From the line containing "If you would be willing to indicate the blue sky" through the last line of the data, return those lines exactly as written and nothing more.

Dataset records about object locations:
[START]
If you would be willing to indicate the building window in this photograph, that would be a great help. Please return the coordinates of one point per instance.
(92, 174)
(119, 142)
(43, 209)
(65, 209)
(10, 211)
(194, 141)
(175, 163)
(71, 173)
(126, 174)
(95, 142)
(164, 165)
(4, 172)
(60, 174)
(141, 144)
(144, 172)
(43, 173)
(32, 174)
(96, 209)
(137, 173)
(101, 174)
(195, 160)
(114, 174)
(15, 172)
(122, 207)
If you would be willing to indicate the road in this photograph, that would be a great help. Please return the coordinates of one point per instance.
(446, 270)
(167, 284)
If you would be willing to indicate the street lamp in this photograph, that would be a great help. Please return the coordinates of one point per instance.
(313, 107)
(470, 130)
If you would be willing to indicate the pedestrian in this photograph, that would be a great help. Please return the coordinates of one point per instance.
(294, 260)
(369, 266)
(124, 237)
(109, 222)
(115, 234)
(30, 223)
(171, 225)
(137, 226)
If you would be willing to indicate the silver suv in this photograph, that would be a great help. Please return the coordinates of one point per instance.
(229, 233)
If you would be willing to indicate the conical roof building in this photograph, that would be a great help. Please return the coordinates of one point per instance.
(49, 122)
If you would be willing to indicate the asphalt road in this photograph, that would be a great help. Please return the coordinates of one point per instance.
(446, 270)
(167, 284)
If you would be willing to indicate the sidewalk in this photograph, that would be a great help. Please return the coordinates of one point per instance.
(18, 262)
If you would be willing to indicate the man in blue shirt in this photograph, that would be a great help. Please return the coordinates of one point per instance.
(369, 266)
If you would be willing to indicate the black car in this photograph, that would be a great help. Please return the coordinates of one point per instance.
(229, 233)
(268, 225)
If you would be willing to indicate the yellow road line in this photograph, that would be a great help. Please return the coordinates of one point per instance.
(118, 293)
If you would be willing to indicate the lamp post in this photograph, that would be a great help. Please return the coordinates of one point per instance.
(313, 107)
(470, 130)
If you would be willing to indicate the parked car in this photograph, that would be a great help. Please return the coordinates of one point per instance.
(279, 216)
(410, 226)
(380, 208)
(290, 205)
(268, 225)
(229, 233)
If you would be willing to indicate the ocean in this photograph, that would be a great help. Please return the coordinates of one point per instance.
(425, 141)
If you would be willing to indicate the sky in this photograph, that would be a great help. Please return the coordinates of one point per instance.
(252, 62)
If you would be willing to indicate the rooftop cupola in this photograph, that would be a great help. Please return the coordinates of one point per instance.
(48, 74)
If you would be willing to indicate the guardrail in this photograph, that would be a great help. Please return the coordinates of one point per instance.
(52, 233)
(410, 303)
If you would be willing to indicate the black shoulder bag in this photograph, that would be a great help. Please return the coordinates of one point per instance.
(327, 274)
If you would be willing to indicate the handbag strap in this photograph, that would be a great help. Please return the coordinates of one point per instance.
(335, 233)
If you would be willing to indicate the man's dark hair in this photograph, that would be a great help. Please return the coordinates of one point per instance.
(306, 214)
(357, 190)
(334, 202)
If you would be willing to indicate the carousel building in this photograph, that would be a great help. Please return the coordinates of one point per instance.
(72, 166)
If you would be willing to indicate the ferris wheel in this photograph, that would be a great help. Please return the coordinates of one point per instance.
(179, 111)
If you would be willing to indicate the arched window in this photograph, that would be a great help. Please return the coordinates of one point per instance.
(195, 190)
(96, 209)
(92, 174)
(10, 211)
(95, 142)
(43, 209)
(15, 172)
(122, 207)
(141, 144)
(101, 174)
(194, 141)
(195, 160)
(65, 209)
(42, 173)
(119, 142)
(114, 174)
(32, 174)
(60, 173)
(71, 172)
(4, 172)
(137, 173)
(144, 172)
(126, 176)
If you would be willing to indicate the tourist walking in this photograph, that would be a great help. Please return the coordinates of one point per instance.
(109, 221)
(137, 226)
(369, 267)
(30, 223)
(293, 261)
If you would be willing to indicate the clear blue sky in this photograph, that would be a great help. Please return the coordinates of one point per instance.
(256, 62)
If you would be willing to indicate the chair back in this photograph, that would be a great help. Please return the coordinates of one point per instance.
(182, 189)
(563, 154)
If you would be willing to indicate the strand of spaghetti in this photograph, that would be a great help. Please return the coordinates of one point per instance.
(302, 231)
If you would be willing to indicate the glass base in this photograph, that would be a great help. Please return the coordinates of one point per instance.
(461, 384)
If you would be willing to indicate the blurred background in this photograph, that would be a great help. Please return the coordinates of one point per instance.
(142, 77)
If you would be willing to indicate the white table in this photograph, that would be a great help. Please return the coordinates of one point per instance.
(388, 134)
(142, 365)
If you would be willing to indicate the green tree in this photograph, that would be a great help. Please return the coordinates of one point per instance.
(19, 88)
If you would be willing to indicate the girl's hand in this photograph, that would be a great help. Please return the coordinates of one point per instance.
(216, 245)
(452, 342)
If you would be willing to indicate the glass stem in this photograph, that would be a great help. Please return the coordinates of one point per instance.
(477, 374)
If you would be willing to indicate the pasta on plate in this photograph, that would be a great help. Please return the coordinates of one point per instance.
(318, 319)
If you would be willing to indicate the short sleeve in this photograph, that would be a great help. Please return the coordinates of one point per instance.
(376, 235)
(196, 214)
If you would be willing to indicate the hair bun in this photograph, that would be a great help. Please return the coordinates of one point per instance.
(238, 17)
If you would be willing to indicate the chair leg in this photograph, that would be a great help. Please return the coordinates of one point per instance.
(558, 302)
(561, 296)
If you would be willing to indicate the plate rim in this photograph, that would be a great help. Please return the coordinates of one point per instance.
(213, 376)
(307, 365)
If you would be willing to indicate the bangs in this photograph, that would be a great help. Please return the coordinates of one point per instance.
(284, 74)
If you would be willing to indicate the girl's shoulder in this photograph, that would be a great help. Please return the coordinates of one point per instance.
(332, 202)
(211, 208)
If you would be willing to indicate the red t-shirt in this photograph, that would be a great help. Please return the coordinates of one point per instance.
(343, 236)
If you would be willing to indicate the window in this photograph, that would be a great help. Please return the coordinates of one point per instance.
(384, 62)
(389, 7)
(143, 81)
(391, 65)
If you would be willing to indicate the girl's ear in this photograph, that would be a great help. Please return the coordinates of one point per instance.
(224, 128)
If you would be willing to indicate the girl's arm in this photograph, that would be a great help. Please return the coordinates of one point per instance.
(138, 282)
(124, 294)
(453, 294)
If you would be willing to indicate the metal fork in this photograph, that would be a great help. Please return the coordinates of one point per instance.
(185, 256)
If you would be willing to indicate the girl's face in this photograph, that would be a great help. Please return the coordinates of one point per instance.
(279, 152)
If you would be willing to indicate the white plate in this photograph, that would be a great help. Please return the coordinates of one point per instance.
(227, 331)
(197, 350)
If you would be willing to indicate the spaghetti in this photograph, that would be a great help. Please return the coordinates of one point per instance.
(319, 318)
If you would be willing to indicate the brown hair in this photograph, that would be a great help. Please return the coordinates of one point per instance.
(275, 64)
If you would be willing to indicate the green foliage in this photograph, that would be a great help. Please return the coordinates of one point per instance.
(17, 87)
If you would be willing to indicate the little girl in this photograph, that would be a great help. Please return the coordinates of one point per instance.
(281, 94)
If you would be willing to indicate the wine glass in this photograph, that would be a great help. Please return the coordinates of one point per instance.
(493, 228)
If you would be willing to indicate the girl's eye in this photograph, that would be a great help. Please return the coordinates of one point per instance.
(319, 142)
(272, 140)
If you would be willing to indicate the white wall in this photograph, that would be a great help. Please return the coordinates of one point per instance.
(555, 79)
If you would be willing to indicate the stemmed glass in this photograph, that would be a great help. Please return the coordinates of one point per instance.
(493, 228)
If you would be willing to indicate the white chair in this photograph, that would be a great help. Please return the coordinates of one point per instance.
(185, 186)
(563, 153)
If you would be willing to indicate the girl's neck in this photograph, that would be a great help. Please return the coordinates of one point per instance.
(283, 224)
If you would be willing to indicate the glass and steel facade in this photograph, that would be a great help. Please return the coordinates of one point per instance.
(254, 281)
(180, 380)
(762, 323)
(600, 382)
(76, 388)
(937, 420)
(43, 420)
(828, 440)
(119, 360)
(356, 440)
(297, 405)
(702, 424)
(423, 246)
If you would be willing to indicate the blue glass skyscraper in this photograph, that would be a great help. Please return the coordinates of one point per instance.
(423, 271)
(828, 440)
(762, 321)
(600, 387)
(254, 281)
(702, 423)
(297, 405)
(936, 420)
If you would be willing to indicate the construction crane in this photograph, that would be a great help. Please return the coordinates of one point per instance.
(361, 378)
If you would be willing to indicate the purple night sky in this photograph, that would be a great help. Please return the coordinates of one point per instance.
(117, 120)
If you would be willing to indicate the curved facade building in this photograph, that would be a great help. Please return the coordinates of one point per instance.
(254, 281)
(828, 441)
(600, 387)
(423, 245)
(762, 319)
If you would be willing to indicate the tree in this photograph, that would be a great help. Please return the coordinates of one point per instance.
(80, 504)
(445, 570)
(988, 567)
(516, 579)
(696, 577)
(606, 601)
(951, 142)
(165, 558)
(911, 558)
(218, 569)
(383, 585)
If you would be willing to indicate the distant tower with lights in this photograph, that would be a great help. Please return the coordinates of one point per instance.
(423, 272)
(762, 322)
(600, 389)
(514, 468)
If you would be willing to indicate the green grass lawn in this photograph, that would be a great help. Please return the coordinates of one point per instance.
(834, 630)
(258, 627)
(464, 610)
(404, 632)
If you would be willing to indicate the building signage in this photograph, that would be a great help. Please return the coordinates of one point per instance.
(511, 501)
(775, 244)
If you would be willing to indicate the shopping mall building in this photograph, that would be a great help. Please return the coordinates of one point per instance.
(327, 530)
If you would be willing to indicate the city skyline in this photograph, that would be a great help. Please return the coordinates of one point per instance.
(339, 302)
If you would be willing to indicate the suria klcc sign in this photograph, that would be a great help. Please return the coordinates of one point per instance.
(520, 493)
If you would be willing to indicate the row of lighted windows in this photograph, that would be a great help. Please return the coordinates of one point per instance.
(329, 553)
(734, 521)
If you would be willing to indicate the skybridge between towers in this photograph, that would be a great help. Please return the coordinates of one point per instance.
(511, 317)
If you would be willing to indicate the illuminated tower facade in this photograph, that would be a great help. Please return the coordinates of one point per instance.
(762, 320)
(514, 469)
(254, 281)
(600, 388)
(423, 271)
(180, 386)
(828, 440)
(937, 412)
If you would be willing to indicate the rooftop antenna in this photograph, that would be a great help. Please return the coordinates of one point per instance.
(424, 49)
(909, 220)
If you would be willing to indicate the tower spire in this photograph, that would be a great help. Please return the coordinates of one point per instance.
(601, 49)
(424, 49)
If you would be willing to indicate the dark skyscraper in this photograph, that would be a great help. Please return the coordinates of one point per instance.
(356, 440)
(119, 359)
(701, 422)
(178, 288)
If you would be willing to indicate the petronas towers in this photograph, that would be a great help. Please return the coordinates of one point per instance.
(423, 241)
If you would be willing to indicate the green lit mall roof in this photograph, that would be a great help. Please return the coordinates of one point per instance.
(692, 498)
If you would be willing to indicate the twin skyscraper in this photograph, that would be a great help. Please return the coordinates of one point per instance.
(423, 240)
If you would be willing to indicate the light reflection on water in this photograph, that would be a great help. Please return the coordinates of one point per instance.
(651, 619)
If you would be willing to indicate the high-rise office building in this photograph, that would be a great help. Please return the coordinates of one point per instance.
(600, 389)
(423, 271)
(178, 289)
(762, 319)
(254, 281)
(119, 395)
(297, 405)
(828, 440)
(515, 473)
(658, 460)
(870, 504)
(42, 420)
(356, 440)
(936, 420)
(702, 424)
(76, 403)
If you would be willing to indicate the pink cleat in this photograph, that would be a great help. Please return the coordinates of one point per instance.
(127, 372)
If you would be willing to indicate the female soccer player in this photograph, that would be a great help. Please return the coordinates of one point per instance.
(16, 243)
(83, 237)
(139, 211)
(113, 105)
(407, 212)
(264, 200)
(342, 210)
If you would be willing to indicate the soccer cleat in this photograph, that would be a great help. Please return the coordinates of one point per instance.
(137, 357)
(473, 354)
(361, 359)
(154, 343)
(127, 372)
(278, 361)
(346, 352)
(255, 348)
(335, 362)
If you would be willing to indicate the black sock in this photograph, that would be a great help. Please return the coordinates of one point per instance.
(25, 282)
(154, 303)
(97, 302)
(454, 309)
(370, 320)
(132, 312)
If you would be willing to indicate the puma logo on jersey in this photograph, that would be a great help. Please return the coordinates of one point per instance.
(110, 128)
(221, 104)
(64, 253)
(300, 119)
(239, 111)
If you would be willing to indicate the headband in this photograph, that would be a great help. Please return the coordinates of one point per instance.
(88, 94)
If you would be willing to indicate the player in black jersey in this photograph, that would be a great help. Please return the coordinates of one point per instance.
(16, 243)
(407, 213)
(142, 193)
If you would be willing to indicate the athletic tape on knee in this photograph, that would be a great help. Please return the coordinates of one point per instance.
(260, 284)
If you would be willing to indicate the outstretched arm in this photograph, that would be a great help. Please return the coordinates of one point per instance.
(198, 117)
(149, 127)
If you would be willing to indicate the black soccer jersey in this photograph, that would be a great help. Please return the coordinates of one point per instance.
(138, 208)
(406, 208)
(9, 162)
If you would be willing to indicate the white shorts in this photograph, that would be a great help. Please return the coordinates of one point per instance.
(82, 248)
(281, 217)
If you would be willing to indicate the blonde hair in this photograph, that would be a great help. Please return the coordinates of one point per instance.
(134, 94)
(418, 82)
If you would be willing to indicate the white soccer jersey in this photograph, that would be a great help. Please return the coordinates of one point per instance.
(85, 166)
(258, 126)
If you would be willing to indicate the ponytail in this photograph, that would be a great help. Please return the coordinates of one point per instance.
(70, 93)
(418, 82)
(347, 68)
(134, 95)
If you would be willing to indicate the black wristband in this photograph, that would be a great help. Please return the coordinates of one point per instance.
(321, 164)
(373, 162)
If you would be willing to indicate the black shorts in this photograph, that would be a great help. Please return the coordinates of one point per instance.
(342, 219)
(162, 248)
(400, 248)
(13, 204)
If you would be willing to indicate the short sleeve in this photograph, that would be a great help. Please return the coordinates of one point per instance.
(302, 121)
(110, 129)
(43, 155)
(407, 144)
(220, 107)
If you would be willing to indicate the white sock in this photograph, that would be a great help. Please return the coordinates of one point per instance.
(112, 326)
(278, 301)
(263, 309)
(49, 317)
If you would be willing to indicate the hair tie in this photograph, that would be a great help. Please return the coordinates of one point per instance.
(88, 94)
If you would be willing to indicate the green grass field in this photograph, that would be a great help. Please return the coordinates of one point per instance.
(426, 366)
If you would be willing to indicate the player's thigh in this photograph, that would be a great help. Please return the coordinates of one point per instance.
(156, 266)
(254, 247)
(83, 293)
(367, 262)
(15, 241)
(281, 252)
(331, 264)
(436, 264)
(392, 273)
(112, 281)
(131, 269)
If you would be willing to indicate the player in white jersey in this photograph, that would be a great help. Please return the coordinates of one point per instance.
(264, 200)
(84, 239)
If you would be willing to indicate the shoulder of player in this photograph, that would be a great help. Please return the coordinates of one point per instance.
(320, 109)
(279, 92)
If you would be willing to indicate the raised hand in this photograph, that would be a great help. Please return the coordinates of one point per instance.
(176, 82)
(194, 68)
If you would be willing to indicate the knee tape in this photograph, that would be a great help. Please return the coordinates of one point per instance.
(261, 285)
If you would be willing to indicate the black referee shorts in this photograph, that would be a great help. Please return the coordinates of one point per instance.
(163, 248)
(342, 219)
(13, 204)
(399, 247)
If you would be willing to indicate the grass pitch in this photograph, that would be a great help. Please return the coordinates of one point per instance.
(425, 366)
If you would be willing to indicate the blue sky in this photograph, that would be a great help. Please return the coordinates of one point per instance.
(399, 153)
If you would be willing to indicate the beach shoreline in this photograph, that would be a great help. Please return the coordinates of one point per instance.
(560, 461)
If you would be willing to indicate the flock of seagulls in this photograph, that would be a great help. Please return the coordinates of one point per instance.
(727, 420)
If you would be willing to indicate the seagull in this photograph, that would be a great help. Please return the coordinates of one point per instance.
[END]
- **Result of this exercise**
If you would be willing to indicate the blue sky in this photograph, that would be a great help. Please return the coordinates of one point per instance.
(399, 153)
If you would be willing to indicate the beach shoreline in this photograph, that would be a great help. Please return the coordinates of one point per instance.
(560, 461)
If you would be willing to indicate the flock of seagulls in this photograph, that would be a great help. Please return the coordinates of one point per instance.
(727, 420)
If you would be willing to indicate the seagull in this photograph, that would be a great help. Please return the coordinates of one point per instance.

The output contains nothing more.